Es como si todos esos textos ofrecieran a Teillier un modelo para proceder en sus propias exploraciones, una pauta para organizar en la aparente arbitrariedad de la imaginación, un gesto enciclopédico que escapa a la administración racional y funcionalista de la información, logrando con todo ello, disponer una estrategia de apropiación de las entidades de lo real que asaltan la sensibilidad y que invocan la imaginación y el asombro. De este modo, las prosas de Teillier no remiten precisamente a una organización a manera de un catálogo de sus referentes, sino más bien puede advertirse una forma que se aproxima a los espacios de la memoria infantil y su peculiar modo de organización lúdica. Teillier, como todo buen poeta, sabe que en el juego de la memoria anida no sólo la fantasmagoría del recuerdo, sino también, una utópica posibilidad de redención: el rescate del detalle y de lo nimio, como un gesto que salva del indistinto y aplastante torrente del olvido, aquello único y específico que nos permite dar cuenta de lo otro, eso otro que la razón instrumental de nuestra mal traída modernidad ha arrasado y que Teillier, muy consciente del significado de su riesgo, sabe lo que implica como abolición de formas de vida, pero también como destrucción de sus usos imaginarios.       No creo que en la prosa de Teillier sea posible seguir una trama. Más aún, en esta prosa es posible advertir el gusto por el relato, un relato sin fin: como una Sherezade que nos invita a un viaje imaginario, en esta prosa no es posible desentrañar un finalismo. Es pura pasión de contar, pura pasión de relacionar, seducir y evocar. Estamos en las antípodas de la prosa de poetas como Lihn, Anguita o Huidobro. En cambio, me parece que acá el asunto es más difuso y amplio. Como un niño que admiraría una ecuación por la belleza de la interrelación de los números diagramados sobre el pizarrón más que por la verificación de verdad que sería posible hallar en su comprobación lógica, los rigores de la prosa de Teillier me parece que obedecen más a parámetros que tienen al azar y al establecimiento de relaciones aleatorias de sentido, que a una concatenación analítica de ese mismo sentido como su prioridad articulatoria.

• _Consigna A_
Devuelve completo y sin ningún cambio el texto sobre la prosa de Teillier.

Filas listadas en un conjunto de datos
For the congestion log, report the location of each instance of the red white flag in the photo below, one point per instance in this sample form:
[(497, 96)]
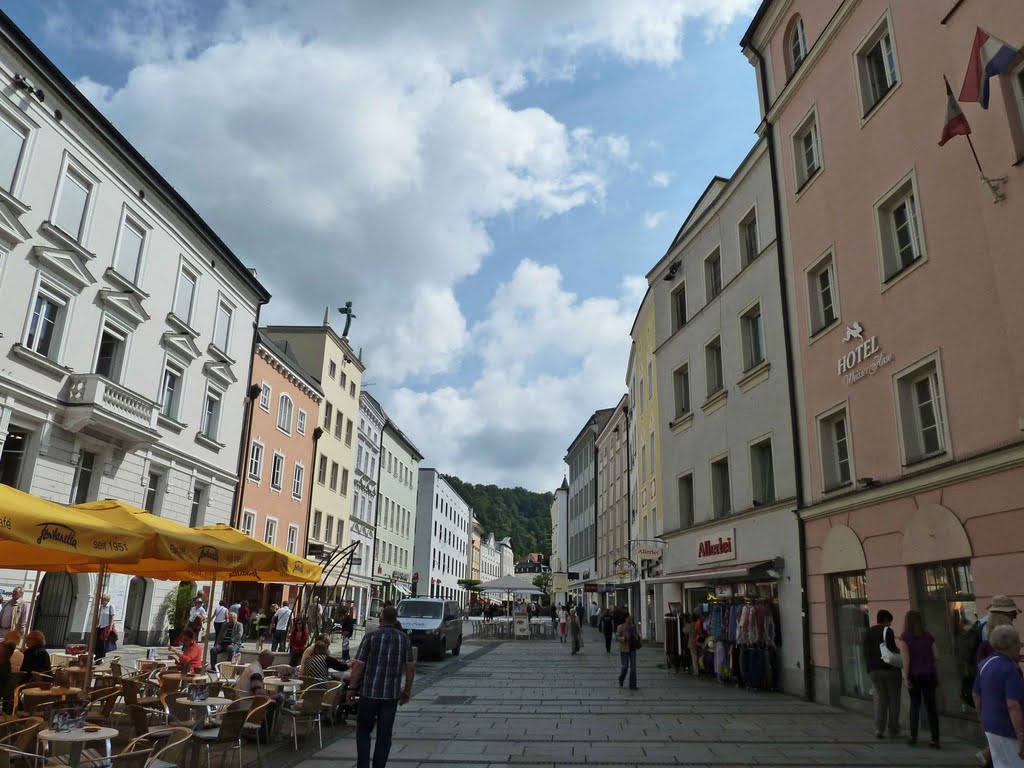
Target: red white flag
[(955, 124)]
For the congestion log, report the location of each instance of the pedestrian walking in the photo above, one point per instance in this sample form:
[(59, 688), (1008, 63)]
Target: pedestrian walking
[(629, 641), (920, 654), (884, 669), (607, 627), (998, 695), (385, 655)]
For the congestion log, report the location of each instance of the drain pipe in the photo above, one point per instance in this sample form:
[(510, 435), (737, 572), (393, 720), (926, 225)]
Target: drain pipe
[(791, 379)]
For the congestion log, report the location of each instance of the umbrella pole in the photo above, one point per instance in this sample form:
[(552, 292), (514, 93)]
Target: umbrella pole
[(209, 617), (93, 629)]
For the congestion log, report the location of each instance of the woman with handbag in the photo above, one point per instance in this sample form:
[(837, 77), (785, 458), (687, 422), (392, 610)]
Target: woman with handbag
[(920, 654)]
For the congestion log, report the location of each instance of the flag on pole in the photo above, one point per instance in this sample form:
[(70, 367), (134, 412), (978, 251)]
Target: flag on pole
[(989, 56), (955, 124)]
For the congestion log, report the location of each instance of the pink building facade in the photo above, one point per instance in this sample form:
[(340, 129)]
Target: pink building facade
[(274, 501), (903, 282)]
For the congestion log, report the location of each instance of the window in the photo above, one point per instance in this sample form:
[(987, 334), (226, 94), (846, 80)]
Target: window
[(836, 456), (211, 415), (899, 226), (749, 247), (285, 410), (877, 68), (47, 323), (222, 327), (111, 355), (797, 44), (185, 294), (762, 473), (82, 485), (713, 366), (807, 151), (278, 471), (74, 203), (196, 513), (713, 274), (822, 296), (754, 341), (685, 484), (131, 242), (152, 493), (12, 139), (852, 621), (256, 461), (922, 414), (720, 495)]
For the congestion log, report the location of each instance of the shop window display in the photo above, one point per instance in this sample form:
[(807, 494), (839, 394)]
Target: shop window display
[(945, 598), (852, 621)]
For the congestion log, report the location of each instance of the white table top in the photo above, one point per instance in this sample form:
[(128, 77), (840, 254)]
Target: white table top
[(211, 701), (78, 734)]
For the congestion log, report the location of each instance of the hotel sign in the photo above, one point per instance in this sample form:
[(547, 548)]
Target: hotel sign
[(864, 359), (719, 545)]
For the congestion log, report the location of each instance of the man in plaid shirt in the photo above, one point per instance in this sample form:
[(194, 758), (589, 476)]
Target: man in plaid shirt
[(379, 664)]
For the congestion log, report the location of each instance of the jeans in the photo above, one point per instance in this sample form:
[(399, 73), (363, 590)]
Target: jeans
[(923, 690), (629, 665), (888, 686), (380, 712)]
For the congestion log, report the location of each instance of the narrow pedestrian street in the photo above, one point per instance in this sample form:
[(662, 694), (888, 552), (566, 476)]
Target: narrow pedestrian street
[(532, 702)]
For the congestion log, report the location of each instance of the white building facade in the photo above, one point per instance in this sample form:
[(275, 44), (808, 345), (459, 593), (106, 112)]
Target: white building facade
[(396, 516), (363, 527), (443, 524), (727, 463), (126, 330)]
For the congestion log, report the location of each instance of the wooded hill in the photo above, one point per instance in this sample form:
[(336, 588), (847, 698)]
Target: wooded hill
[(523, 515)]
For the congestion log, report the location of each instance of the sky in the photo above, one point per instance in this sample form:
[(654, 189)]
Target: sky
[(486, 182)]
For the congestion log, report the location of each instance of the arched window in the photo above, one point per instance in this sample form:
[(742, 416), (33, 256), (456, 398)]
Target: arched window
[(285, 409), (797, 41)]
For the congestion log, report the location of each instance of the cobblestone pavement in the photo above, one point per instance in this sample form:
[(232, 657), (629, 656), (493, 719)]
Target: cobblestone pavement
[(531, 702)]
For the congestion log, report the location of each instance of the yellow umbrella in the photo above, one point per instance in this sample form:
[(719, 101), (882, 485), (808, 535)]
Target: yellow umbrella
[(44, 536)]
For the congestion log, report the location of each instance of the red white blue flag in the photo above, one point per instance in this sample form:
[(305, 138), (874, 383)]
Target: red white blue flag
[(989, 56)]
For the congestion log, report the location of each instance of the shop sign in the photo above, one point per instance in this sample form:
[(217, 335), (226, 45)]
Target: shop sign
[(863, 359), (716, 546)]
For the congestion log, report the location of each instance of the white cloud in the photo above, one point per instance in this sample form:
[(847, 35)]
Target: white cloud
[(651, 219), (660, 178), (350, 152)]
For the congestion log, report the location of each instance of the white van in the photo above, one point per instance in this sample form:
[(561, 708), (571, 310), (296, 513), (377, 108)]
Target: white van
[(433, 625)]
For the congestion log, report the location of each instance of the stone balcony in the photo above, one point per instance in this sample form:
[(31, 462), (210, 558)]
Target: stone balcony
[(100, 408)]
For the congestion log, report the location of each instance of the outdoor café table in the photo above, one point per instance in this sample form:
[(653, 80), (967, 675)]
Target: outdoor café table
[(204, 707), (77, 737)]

• _Consigna B_
Identifica en las filas de arriba cada línea que contenga la palabra "pole" y cópiala.

• _Solución completa A_
Es como si todos esos textos ofrecieran a Teillier un modelo para proceder en sus propias exploraciones, una pauta para organizar en la aparente arbitrariedad de la imaginación, un gesto enciclopédico que escapa a la administración racional y funcionalista de la información, logrando con todo ello, disponer una estrategia de apropiación de las entidades de lo real que asaltan la sensibilidad y que invocan la imaginación y el asombro. De este modo, las prosas de Teillier no remiten precisamente a una organización a manera de un catálogo de sus referentes, sino más bien puede advertirse una forma que se aproxima a los espacios de la memoria infantil y su peculiar modo de organización lúdica. Teillier, como todo buen poeta, sabe que en el juego de la memoria anida no sólo la fantasmagoría del recuerdo, sino también, una utópica posibilidad de redención: el rescate del detalle y de lo nimio, como un gesto que salva del indistinto y aplastante torrente del olvido, aquello único y específico que nos permite dar cuenta de lo otro, eso otro que la razón instrumental de nuestra mal traída modernidad ha arrasado y que Teillier, muy consciente del significado de su riesgo, sabe lo que implica como abolición de formas de vida, pero también como destrucción de sus usos imaginarios.       No creo que en la prosa de Teillier sea posible seguir una trama. Más aún, en esta prosa es posible advertir el gusto por el relato, un relato sin fin: como una Sherezade que nos invita a un viaje imaginario, en esta prosa no es posible desentrañar un finalismo. Es pura pasión de contar, pura pasión de relacionar, seducir y evocar. Estamos en las antípodas de la prosa de poetas como Lihn, Anguita o Huidobro. En cambio, me parece que acá el asunto es más difuso y amplio. Como un niño que admiraría una ecuación por la belleza de la interrelación de los números diagramados sobre el pizarrón más que por la verificación de verdad que sería posible hallar en su comprobación lógica, los rigores de la prosa de Teillier me parece que obedecen más a parámetros que tienen al azar y al establecimiento de relaciones aleatorias de sentido, que a una concatenación analítica de ese mismo sentido como su prioridad articulatoria.

• _Solución completa B_
For the congestion log, report the location of each instance of the umbrella pole in the photo above, one point per instance in this sample form:
Target: umbrella pole
For the congestion log, report the location of each instance of the flag on pole in the photo above, one point per instance in this sample form:
Target: flag on pole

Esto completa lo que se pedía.